[Start of DATA FOR THIS TASK]

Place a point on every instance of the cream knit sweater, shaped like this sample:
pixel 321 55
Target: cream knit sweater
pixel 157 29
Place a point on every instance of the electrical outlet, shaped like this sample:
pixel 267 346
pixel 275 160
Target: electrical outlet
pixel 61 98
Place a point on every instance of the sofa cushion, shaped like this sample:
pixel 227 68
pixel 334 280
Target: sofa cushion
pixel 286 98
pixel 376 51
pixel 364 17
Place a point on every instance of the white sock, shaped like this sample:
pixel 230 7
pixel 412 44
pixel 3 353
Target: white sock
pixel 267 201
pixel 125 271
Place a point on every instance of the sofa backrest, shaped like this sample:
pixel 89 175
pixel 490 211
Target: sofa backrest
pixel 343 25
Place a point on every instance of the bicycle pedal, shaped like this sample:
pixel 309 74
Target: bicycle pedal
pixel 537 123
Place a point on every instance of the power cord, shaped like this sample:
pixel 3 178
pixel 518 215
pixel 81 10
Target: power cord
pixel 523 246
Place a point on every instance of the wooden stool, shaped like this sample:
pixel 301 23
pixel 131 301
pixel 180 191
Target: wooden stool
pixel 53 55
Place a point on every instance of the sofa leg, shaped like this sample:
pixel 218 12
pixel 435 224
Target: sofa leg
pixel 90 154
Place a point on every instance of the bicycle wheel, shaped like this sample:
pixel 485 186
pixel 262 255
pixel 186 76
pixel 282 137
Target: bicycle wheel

[End of DATA FOR THIS TASK]

WORK TO COMPLETE —
Arrange all the items above as a Markdown table with two columns, "No." for the row number and "Line" for the line itself. Leave out any blank lines.

RESPONSE TO THIS TASK —
| No. | Line |
|---|---|
| 1 | Place a point on every instance of the cream knit sweater, shaped like this sample: |
| 2 | pixel 321 55 |
| 3 | Target: cream knit sweater |
| 4 | pixel 157 29 |
| 5 | Place a point on every instance of the electrical outlet, shaped like this sample: |
| 6 | pixel 267 346 |
| 7 | pixel 275 160 |
| 8 | Target: electrical outlet |
| 9 | pixel 61 98 |
| 10 | Place a point on every instance of the sofa cushion, shaped like this sample: |
| 11 | pixel 227 68 |
| 12 | pixel 334 280 |
| 13 | Target: sofa cushion |
| 14 | pixel 286 98 |
| 15 | pixel 376 51 |
| 16 | pixel 364 17 |
| 17 | Place a point on every instance of the white sock, shaped like this sample: |
| 18 | pixel 230 7 |
| 19 | pixel 412 44 |
| 20 | pixel 3 353 |
| 21 | Target: white sock |
| 22 | pixel 267 201 |
| 23 | pixel 125 271 |
| 24 | Place a point on every instance of the sofa backrest, shaped like this sample: |
| 25 | pixel 89 175 |
| 26 | pixel 490 211 |
| 27 | Target: sofa backrest |
| 28 | pixel 343 25 |
| 29 | Place a point on every instance of the bicycle pedal, shaped like this sample: |
| 30 | pixel 309 74 |
| 31 | Target: bicycle pedal |
| 32 | pixel 537 123 |
| 33 | Place a point on every instance of the power cord, shaped like this sample: |
| 34 | pixel 3 178 |
| 35 | pixel 518 215 |
| 36 | pixel 81 10 |
| 37 | Target: power cord |
| 38 | pixel 523 246 |
| 39 | Place a point on every instance of the wooden stool, shaped like this sample: |
| 40 | pixel 301 23 |
| 41 | pixel 131 301 |
| 42 | pixel 180 191 |
| 43 | Target: wooden stool |
| 44 | pixel 53 55 |
| 45 | Place a point on every instance of the sofa leg, shaped like this sample: |
| 46 | pixel 218 12 |
| 47 | pixel 435 224 |
| 48 | Target: sofa leg |
| 49 | pixel 90 154 |
| 50 | Place a point on every instance of the bicycle wheel, shaped like this sample: |
| 51 | pixel 485 186 |
| 52 | pixel 262 255 |
| 53 | pixel 186 76 |
| 54 | pixel 282 137 |
| 55 | Target: bicycle wheel |